A prospective open-label randomised controlled trial in prehospital patients receiving morphine for traumatic pain compared intravenous ketamine with additional morphine.
Analgesia was superior in the ketamine group, with some minor (expected) adverse effects.
This small study adds to the prehospital ketamine literature and provides some support to ambulance services considering introducing ketamine analgesia.
Study objective: We assess the efficacy of intravenous ketamine compared with intravenous morphine in reducing pain in adults with significant out-of-hospital traumatic pain.
Methods: This study was an out-of-hospital, prospective, randomized, controlled, open-label study. Patients with trauma and a verbal pain score of greater than 5 after 5 mg intravenous morphine were eligible for enrollment.
Patients allocated to the ketamine group received a bolus of 10 or 20 mg, followed by 10 mg every 3 minutes thereafter. Patients allocated to the morphine alone group received 5 mg intravenously every 5 minutes until pain free. Pain scores were measured at baseline and at hospital arrival.
Results: A total of 135 patients were enrolled between December 2007 and July 2010. There were no differences between the groups at baseline. After the initial 5-mg dose of intravenous morphine, patients allocated to ketamine received a mean of 40.6 mg (SD 25 mg) of ketamine. Patients allocated to morphine alone received a mean of 14.4 mg (SD 9.4 mg) of morphine. The mean pain score change was 5.6 (95% confidence interval [CI] 6.2 to 5.0) in the ketamine group compared with 3.2 (95% CI 3.7 to 2.7) in the morphine group. The difference in mean pain score change was 2.4 (95% CI 3.2 to 1.6) points. The intravenous morphine group had 9 of 65 (14%; 95% CI 6% to 25%) adverse effects reported (most commonly nausea [6/65; 9%]) compared with 27 of 70 (39%; 95% CI 27% to 51%) in the ketamine group (most commonly disorientation [8/70; 11%]).
Conclusion: Intravenous morphine plus ketamine for out-of-hospital adult trauma patients provides analgesia superior to that of intravenous morphine alone but was associated with an increase in the rate of minor adverse effects.
Morphine and Ketamine Is Superior to Morphine Alone for Out-of-Hospital Trauma Analgesia: A Randomized Controlled Trial Ann Emerg Med. 2012 Jun;59(6):497-503
A case is reported in Prehospital Emergency Care1 in which an agitated patient (due to mania and alcohol intoxication) received 5 mg/kg (500 mg) of ketamine intramuscularly by an EMS crew which dissociated him within a few minutes. He subsequently developed episodes of laryngospasm in the emergency department which were unrelieved by head tilt, chin lift and simple airway adjuncts but responded to bag-mask ventilation (BMV). The patient was intubated because the laryngospasm recurred, although it had again responded to BMV.
The authors make the point that because of the response of laryngospasm to simple manoeuvres, and because in the prehospital environment a patient will not be left without an EMS provider present, ‘restricting ketamine to EMS units capable of rapid-sequence intubation therefore seems unnecessary.‘
This is one for EMS directors to consider seriously. Personally, I think practicing prehospital care without access to ketamine is like having a hand tied behind my back. Ketamine opens up a world of possibilities in controlling combative patients, optimising scene safety, providing sedation for painful procedures including extrication, and enabling severe pain to be controlled definitively.

**Data shown:**

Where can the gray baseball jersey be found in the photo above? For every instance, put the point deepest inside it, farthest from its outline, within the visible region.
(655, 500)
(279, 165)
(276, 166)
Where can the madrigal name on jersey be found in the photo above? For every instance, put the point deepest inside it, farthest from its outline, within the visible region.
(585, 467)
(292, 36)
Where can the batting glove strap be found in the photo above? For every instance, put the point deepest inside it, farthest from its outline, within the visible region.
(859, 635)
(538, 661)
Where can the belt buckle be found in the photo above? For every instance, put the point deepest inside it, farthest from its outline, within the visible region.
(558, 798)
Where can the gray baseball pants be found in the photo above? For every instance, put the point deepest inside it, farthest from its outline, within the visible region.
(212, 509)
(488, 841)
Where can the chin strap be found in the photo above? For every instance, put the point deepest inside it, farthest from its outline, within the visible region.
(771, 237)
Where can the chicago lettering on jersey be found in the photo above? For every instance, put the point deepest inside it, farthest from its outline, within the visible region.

**Actions to take:**
(1) Summarize the passage on prehospital ketamine in two sentences.
(2) Continue the passage on prehospital ketamine from its last sentence.

**Results in order:**
(1) A randomized trial of 135 out-of-hospital adult trauma patients found that adding intravenous ketamine after an initial 5 mg of morphine gave better pain relief than further morphine alone, though it brought more minor adverse effects, most commonly disorientation. In a reported case, intramuscular ketamine was followed by laryngospasm that responded to bag-mask ventilation, which led the case's authors to argue that ketamine need not be restricted to EMS units capable of rapid-sequence intubation.

(2)
I’ve been using ketamine regularly for prehospital analgesia and emergency department procedural sedation in both adults and kids for more than a decade. I’ve seen significant laryngospasm 5 times (twice in kids). On one of those occasions, a 3 year old child desaturated to around 50% twice during two episodes of laryngospasm. We weren’t slow to pick it up – that was just her showing us how quickly kids can desaturate which continued while we went through a stepwise approach until BMV resolved it. It was however an eye opener for the registrar (senior resident) assisting me, who became extremely respectful of ketamine after that. Our ED sedation policy (that I wrote) required that suxamethonium was ready and available and that an appropriate dose had been calculated before anyone got ketamine. Paralysis may extremely rarely be required, but when it’s needed you need to be ready.
Laryngospasm is rare but most regular prescribers of ketamine will have seen it; the literature says it occurs in about 1-2% of sedations, although anecdotally I think it’s a bit less frequent. Importantly for those weighing the risks of allowing non-RSI competent prescribers, the requirement for intubation is exceptionally rare (2 of 11,589 reported cases in one review). Anyone interested should read this excellent review of ketamine-related adverse effects provided by Chris Nickson at Life in The Fast Lane. Chris reminds us of the Larson manouevre, which is digital pressure in the notch behind and below the ear, described by Larson2 as follows:
The technique involves placing the middle finger of each hand in what I term the laryngospasm notch. This notch is behind the lobule of the pinna of each ear. It is bounded anteriorly by the ascending ramus of the mandible adjacent to the condyle, posteriorly by the mastoid process of the temporal bone, and cephalad by the base of the skull. The therapist presses very firmly inward toward the base of the skull with both fingers, while at the same time lifting the mandible at a right angle to the plane of the body (i.e., forward displacement of the mandible or “jaw thrust”). Properly performed, it will convert laryngospasm within one or two breaths to laryngeal stridor and in another few breaths to unobstructed respirations.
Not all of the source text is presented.